**Dokument:**
^^^^^^^^

# Empfehlung zweitbildschirm



## dailydoseofgaming (15. Juli 2014)

Ich will mir gerne wieder einen zweiten Monitor zulegen. Mein hauptmonitor ist 24 Zoll groß. Klar naheliegend wäre es einen gleichgroßen Monitor zu nehmen, doch ich bin Platztechnisch etwas begrenzt und da dieser eh meistens nur für Skype, TS, Taskmanager, Coretemp etc, manchmal zum recherschieren(hauptmonitor word, rechts dann brower) oder zum programmieren brauch der nicht ganz so groß zu sein. Ich benutze im moment den Bildschirm meines Laptops als zweitmonitor, aber wenn bald ein neuer PC kommt, hat der ausgedient.

Welche Größe würdet ihr empfehlen? Vielleicht kann mir einer auch nen entsprechendes günstiges Modell empfehlen. Muss jetzt keine 1ms Reaktionszeit oder so haben, ist halt nur für Programme und vllt. mal den Browser gedacht.


----------



## Commander_Phalanx (15. Juli 2014)

Es wäre wichtig dass du ein Budget nennst 
Ansonsten wäre es auch eine Überlegung Wert deinen jetztigen 24 Zoll als zweiten Monitor zu nutzen und einen größeren 27 Zoll als Haupt-Schirm zu nutzen.

^^^^^^^^

**Arbeitsaufträge:**
**1.** Welche Bildschirmgröße hat laut dem Thread zum Zweitbildschirm der vorhandene Hauptmonitor?
**2.** Gib bitte nur den Abschnitt der Datensätze wieder, der mit der Zeile mit „Locate the blue“ beginnt und mit der Zeile mit „Target: bride's hand“ endet, und tausche darin „Locate“ gegen „Find“ aus; alles andere bleibt unverändert.

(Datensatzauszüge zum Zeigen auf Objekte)
^^^^^^^^

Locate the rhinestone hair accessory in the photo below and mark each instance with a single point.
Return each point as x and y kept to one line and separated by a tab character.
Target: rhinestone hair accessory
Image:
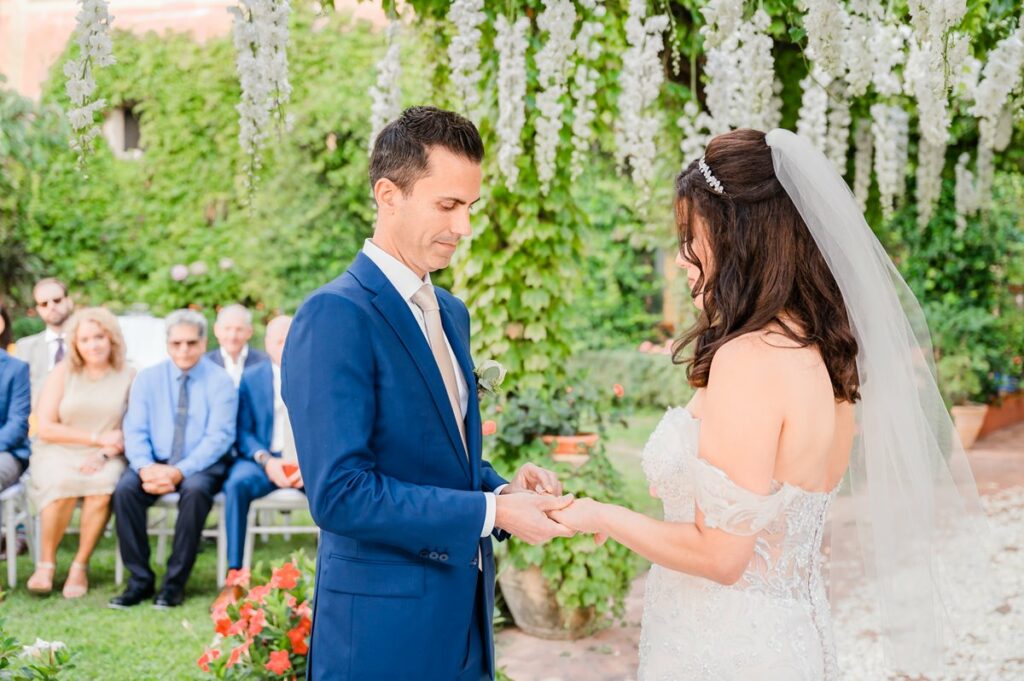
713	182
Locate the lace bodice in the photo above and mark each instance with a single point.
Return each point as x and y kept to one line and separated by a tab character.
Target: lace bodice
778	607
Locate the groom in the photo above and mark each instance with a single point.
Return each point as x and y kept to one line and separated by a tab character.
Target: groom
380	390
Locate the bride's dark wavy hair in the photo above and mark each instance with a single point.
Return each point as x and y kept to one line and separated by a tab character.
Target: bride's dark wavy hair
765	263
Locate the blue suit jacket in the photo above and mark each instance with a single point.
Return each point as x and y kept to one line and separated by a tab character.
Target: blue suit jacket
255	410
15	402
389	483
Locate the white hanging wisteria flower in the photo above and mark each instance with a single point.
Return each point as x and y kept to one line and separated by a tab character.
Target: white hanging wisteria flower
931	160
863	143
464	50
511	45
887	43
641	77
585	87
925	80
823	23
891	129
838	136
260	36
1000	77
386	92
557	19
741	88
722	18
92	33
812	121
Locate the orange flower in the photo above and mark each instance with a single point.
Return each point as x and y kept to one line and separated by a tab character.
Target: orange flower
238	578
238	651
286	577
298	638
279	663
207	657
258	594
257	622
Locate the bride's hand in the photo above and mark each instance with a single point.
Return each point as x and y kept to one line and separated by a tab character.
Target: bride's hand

^^^^^^^^

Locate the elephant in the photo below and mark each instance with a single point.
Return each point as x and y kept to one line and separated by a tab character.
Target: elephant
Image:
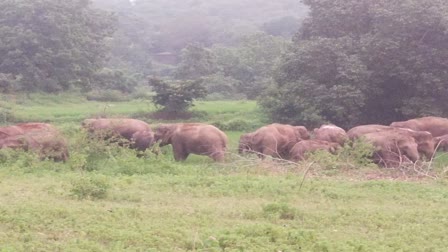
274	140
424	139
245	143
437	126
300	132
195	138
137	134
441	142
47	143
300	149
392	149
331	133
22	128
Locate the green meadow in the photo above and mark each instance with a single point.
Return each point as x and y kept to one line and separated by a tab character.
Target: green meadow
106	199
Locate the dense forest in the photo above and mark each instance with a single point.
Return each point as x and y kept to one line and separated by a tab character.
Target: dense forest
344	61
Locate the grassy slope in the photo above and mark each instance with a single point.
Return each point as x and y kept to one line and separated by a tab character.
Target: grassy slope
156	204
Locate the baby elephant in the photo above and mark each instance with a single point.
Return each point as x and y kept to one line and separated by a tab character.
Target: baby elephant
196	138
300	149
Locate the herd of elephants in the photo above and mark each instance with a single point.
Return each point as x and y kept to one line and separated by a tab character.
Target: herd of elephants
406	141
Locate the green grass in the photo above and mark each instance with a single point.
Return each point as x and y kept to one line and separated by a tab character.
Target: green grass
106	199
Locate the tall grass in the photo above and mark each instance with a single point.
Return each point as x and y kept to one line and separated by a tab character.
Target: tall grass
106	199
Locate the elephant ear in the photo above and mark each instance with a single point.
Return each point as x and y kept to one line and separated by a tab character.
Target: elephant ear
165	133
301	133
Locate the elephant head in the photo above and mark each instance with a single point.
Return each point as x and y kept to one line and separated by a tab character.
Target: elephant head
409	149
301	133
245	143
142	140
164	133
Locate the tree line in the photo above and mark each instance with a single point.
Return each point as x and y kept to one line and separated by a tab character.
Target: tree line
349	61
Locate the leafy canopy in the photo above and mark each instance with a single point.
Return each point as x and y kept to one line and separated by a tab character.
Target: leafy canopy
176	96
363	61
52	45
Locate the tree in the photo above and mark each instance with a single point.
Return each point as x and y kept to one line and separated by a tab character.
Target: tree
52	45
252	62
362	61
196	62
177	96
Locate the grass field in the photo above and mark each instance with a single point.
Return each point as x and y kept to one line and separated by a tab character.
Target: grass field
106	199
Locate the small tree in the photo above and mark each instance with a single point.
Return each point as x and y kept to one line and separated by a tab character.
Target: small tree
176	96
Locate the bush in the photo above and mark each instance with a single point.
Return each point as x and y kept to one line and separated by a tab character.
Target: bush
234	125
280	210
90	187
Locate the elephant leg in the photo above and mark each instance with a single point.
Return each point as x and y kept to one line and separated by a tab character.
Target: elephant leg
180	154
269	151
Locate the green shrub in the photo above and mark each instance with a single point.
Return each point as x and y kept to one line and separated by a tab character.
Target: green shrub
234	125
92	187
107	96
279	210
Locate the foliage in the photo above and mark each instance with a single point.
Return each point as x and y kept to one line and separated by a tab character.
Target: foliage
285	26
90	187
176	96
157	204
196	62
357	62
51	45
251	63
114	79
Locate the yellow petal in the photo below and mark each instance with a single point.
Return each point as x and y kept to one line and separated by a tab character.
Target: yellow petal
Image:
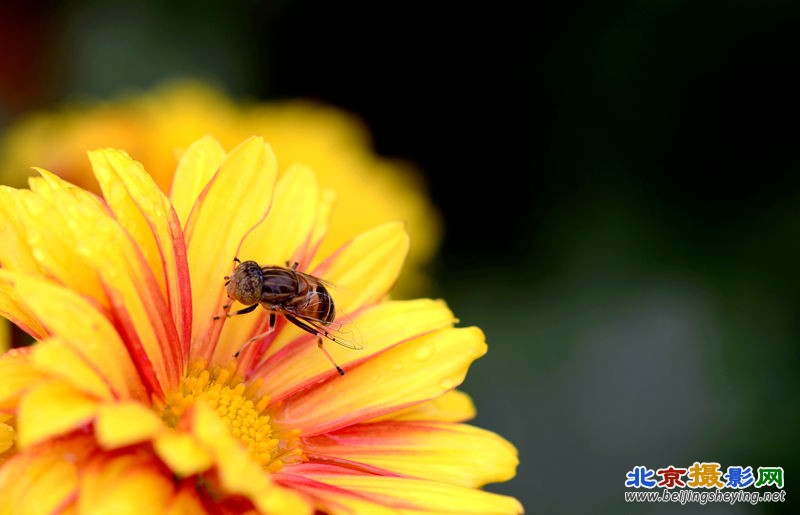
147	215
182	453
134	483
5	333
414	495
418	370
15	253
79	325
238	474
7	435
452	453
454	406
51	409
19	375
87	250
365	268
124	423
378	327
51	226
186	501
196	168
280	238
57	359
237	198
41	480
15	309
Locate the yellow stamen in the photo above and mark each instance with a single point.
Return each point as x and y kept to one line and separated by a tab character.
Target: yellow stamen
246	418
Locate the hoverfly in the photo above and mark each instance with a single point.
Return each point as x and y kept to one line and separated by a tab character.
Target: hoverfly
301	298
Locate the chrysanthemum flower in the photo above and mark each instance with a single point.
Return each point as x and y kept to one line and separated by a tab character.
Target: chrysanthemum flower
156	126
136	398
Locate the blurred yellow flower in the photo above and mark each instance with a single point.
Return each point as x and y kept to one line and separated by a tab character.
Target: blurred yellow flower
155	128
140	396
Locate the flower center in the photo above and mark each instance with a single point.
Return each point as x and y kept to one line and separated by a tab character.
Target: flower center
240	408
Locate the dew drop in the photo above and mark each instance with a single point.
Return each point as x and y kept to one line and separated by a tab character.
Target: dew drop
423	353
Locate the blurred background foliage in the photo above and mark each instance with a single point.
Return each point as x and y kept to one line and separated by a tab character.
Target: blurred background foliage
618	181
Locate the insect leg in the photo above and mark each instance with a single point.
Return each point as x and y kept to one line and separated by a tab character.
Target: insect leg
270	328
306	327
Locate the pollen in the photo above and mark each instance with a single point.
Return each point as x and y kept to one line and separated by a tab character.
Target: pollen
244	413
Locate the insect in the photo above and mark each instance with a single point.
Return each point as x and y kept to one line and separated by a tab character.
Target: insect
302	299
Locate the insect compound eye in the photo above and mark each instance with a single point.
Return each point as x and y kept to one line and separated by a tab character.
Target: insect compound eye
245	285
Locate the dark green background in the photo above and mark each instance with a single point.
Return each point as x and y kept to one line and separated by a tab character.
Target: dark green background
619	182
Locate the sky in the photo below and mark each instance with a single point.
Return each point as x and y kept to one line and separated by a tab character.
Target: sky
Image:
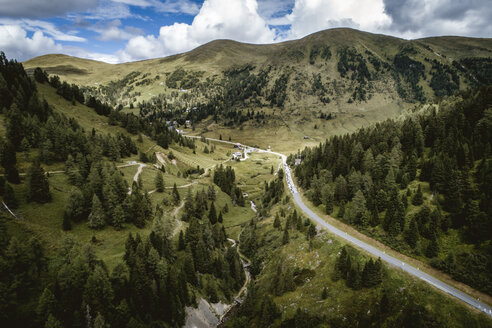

^^^^^^^^

**Lösungen der Aufgaben:**
**1.** 24 Zoll.

**2.**
Find the blue suit jacket in the photo above and mark each instance with a single point.
Return each point as x and y kept to one line and separated by a tab character.
Target: blue suit jacket
255	410
15	402
389	483
Find the white hanging wisteria flower in the photo above and mark each instance with a single point.
Return each point as x and y kept to one line and separated by a tab character.
Target: white hanging wisteria flower
931	160
863	143
464	50
511	45
887	43
641	77
585	87
925	80
823	23
891	129
838	136
260	36
1000	77
386	92
557	19
741	88
722	18
92	33
812	121
Find the orange flower in the photo above and mark each instance with a single point.
Return each point as x and y kept to one line and separated by a tab character.
Target: orange flower
238	578
238	651
286	577
298	638
279	663
207	657
258	594
257	622
Find the bride's hand in the photo above and mark each instance with a single point.
Return each point as x and y kept to one line and separated by a tab character.
Target: bride's hand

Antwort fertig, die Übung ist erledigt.